Смерть Есенина — это вроде ухода Толстого — выполнен, наконец, вечный, всюжизненный свой обет с тем, чтобы угроза не превратилась в трепотню. Есенин всю жизнь угрожал самоубийством, с первой своей сознательной стихотворной строки.

У Есенина было три темы, которые он разрабатывал: самоубийство; «Да, теперь решено без возврата...»; мать, возвращение на родину. Эти три темы он разрабатывал как мастер, а не в зависимости от душевного состояния.

Есенин был высококвалифицированнейшим, образованным профессионалом, выступающим во всеоружии современной поэтической техники, сам один из ее создателей в период его подъема — времен «Москвы кабацкой». Ужасный уход Есенина к бакинским стихам, к «Персидским мотивам», к «Балладе о 26», к «Руси советской», к «Анне Снегиной» обрек Есенина на творческое бесплодие и — на смерть. Люди, которые подтолкнули Есенина на этот путь, а их было много — от Кирова до Воронского, от Бениславской[152] до Софьи Толстой[153]. «Баллада о великом походе», «Поэма о 36», «Баллада о 26» — все это вне искусства, все это многословие, недостойное есенинского пера. Есенин был мастер профессиональный, рано нашедший свою тему, эта тема начата в 1915 году опубликованным «Устал я жить в родном краю...», где все случившееся далее осознано и предсказано. В этом пророческом стихотворении предсказал свою судьбу, и хорошо бы проследить, как такое раннее, рано сделанное предсказание отражено на реальной действительности, реальной жизни поэта. Такие предсказания есть ведь у всех — у Пушкина, Лермонтова, Маяковского написано о своей смерти раньше, чем сами они умерли. Это вопрос психологический, насколько давит собственная оценка собственного творчества, как оказывает влияние на личную судьбу поэта.

ЗАДАНИЕ =>
Перепиши целиком отрывок о Есенине, приведенный выше, не меняя ни слова и ни одного знака.

ЗАПИСАННЫЕ ДАННЫЕ =>
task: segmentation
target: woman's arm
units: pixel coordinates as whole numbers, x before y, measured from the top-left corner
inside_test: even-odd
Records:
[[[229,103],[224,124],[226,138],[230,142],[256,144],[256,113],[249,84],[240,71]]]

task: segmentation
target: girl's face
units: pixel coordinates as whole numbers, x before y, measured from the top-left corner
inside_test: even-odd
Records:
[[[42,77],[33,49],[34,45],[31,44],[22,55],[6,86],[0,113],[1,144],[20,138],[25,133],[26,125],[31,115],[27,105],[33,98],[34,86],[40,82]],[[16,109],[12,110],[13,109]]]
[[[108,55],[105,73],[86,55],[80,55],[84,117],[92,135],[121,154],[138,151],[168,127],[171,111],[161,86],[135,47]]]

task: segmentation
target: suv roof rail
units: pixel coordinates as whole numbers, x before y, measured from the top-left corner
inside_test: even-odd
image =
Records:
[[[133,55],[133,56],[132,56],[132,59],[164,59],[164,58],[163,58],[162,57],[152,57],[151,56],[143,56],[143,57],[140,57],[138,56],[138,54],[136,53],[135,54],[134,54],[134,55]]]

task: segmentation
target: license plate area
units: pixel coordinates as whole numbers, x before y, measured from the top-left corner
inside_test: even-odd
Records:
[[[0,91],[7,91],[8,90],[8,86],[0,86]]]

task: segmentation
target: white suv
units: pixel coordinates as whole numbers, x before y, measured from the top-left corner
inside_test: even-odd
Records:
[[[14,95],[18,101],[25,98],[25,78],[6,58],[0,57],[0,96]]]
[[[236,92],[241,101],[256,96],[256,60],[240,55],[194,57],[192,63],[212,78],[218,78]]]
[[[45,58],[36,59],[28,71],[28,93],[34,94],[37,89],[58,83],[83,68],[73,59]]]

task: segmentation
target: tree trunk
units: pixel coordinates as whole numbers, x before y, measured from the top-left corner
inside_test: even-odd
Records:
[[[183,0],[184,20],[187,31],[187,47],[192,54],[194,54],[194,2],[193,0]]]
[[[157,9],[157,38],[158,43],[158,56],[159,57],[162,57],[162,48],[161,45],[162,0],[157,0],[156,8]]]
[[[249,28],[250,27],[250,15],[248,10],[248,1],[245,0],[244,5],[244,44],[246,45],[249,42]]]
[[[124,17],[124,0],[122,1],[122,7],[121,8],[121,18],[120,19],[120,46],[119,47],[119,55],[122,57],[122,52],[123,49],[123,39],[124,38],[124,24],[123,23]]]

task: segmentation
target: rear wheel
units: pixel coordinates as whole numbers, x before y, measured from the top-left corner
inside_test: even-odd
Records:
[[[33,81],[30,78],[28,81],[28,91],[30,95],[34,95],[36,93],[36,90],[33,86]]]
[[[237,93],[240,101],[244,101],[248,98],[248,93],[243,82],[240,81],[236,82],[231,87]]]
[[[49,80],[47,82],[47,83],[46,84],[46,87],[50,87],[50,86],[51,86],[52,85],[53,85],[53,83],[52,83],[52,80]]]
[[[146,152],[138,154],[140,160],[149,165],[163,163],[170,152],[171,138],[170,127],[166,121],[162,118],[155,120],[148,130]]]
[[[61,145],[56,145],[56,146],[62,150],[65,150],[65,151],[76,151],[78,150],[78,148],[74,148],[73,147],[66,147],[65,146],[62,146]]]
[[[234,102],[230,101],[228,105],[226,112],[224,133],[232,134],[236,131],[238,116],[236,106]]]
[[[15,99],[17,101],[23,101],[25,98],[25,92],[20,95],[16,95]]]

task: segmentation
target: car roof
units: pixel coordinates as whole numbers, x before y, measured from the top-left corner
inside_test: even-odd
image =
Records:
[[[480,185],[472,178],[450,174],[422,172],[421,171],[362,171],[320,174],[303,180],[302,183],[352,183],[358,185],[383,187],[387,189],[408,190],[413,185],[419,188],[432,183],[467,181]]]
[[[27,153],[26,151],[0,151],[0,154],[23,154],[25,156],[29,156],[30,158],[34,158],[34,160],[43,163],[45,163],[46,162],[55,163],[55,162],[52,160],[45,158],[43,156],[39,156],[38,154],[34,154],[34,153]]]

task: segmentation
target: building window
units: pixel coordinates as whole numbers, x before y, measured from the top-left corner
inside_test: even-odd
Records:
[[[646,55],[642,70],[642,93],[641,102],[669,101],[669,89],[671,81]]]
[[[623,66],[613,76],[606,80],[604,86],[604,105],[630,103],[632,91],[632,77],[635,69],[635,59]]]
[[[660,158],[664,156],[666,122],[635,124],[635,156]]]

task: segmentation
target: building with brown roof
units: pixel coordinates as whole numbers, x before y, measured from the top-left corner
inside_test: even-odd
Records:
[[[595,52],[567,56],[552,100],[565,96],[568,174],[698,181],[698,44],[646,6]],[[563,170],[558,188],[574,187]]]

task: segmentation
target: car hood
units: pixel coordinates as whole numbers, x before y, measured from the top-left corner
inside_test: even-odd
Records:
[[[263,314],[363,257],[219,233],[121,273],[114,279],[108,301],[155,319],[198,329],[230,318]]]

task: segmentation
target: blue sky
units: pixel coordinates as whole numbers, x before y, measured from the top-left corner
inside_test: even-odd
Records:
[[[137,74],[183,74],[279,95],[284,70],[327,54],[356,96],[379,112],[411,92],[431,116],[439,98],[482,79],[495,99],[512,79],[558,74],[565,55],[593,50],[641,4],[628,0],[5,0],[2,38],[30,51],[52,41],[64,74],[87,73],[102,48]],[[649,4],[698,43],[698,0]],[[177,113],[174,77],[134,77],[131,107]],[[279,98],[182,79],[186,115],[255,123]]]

ПОЛНЫЙ ОТВЕТ =>
Смерть Есенина — это вроде ухода Толстого — выполнен, наконец, вечный, всюжизненный свой обет с тем, чтобы угроза не превратилась в трепотню. Есенин всю жизнь угрожал самоубийством, с первой своей сознательной стихотворной строки.

У Есенина было три темы, которые он разрабатывал: самоубийство; «Да, теперь решено без возврата...»; мать, возвращение на родину. Эти три темы он разрабатывал как мастер, а не в зависимости от душевного состояния.

Есенин был высококвалифицированнейшим, образованным профессионалом, выступающим во всеоружии современной поэтической техники, сам один из ее создателей в период его подъема — времен «Москвы кабацкой». Ужасный уход Есенина к бакинским стихам, к «Персидским мотивам», к «Балладе о 26», к «Руси советской», к «Анне Снегиной» обрек Есенина на творческое бесплодие и — на смерть. Люди, которые подтолкнули Есенина на этот путь, а их было много — от Кирова до Воронского, от Бениславской[152] до Софьи Толстой[153]. «Баллада о великом походе», «Поэма о 36», «Баллада о 26» — все это вне искусства, все это многословие, недостойное есенинского пера. Есенин был мастер профессиональный, рано нашедший свою тему, эта тема начата в 1915 году опубликованным «Устал я жить в родном краю...», где все случившееся далее осознано и предсказано. В этом пророческом стихотворении предсказал свою судьбу, и хорошо бы проследить, как такое раннее, рано сделанное предсказание отражено на реальной действительности, реальной жизни поэта. Такие предсказания есть ведь у всех — у Пушкина, Лермонтова, Маяковского написано о своей смерти раньше, чем сами они умерли. Это вопрос психологический, насколько давит собственная оценка собственного творчества, как оказывает влияние на личную судьбу поэта.